Infelizmente, as disputas eleitorais estão se transformando cada vez mais em campanhas publicitárias em que, da noite para o dia, anões são transformados em gigantes, e os embusteiros de ontem são travestidos em heróis nacionais.
Num passe de mágica, o currículo do candidato vai para o segundo plano e é substituído pela habilidade do publicitário que ganha sua conta. Ao se acentuar essa tendência, não teremos mais uma disputa entre o candidato A, B ou C, mas sim entre Nizan Guanaes, Duda Mendonça, Celso Loducca e os demais magos da comunicação.
Esse empobrecimento da vida pública é facilitado pelo avanço do domínio das imagens sobre a vida do cidadão. Centenas de canais de televisão e milhões de monitores soterram o pobre espectador numa avalanche de informações mal digeridas, com conteúdo ideológico bem definido e monitorado pelas grandes cadeias de comunicação.
E ainda vendem a ilusão do arbítrio do espectador "interativo", que possui a faculdade de escolher entre os três filmes que a Globo lhe oferece toda a noite. Não foi somente devido à crise dos partidos tradicionais que o empresário das comunicações Berlusconi conseguiu chegar a primeiro-ministro da Itália. Até a campanha do morto-vivo Boris Ieltsin foi impulsionada por um pool internacional de telecomunicações. Sem ir muito longe, aqui no Brasil tivemos recentemente o fenômeno Collor, que contou também com forte barragem promocional.
Nunca foi mais válida aquela velha máxima de que mais vale a versão do que o fato. Hoje em dia, a mulher de César não precisa ser honesta, basta parecê-lo. Essa mistificação é agravada pela dificuldade para avaliar a ação do Estado e a responsabilidade das várias esferas do poder público em certas áreas de atuação.

Registros exibidos:
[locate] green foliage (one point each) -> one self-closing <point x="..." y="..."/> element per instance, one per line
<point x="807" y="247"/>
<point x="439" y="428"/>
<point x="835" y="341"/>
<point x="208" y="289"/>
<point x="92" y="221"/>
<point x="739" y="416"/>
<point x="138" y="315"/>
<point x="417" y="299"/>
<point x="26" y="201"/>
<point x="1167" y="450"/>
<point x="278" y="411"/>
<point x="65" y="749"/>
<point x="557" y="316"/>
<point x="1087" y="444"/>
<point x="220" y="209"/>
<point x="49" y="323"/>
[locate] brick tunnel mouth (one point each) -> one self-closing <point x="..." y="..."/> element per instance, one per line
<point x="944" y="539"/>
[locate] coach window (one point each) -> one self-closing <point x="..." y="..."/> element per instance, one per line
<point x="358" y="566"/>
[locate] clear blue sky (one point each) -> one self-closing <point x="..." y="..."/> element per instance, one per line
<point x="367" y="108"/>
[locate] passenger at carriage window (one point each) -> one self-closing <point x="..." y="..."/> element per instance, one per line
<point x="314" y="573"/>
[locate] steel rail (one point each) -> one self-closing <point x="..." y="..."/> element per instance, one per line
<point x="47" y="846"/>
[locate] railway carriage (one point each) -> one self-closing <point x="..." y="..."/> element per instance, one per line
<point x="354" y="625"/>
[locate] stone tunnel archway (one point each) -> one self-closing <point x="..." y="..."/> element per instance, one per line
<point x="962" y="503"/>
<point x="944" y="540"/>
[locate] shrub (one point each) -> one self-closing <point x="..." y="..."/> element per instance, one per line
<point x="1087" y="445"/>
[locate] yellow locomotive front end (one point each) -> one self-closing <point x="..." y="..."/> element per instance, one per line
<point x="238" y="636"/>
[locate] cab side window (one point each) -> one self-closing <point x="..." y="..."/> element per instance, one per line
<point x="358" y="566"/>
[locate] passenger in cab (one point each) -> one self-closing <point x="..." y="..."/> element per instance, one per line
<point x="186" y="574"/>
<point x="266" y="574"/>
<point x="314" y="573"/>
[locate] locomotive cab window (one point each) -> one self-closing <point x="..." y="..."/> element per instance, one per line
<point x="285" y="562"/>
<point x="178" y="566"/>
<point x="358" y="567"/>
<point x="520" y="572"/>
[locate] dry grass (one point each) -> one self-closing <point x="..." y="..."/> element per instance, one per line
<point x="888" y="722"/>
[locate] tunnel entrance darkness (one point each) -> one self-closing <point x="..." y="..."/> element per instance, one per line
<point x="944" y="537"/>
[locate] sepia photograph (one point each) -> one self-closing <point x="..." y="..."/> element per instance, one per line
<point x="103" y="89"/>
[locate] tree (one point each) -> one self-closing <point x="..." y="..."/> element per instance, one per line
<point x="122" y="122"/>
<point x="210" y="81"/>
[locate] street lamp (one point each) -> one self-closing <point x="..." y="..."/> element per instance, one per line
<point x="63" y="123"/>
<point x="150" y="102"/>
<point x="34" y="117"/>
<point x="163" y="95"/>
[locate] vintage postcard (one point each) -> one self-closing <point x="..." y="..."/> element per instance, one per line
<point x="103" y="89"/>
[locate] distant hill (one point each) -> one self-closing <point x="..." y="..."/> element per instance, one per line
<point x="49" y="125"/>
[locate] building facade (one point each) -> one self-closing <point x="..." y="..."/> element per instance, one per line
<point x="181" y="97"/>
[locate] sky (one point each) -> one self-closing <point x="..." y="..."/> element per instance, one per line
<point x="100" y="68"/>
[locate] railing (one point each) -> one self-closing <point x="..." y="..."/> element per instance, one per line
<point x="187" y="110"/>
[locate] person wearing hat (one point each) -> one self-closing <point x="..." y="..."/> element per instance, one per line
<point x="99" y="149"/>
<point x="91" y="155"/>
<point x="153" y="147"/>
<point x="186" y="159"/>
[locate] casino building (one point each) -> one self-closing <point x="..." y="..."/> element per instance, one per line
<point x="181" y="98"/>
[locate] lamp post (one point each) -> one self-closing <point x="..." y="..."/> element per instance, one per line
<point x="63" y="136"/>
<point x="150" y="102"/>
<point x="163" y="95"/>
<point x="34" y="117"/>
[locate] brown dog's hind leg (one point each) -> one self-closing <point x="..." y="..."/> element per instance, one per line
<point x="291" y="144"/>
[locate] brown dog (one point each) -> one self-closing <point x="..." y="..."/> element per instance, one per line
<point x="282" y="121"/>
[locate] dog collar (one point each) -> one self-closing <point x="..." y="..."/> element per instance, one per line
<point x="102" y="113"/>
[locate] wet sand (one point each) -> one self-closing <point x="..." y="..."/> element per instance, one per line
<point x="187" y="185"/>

Instruções da tarefa:
Resuma em duas frases o trecho sobre as disputas eleitorais.

Sua resposta:
As disputas eleitorais vêm se transformando em campanhas publicitárias, nas quais o currículo do candidato vai para o segundo plano e é substituído pela habilidade do publicitário que ganha sua conta. Esse empobrecimento da vida pública é facilitado pelo domínio das imagens sobre a vida do cidadão, soterrado por informações mal digeridas e monitoradas pelas grandes cadeias de comunicação, e o trecho associa esse fenômeno a Berlusconi, Ieltsin e Collor.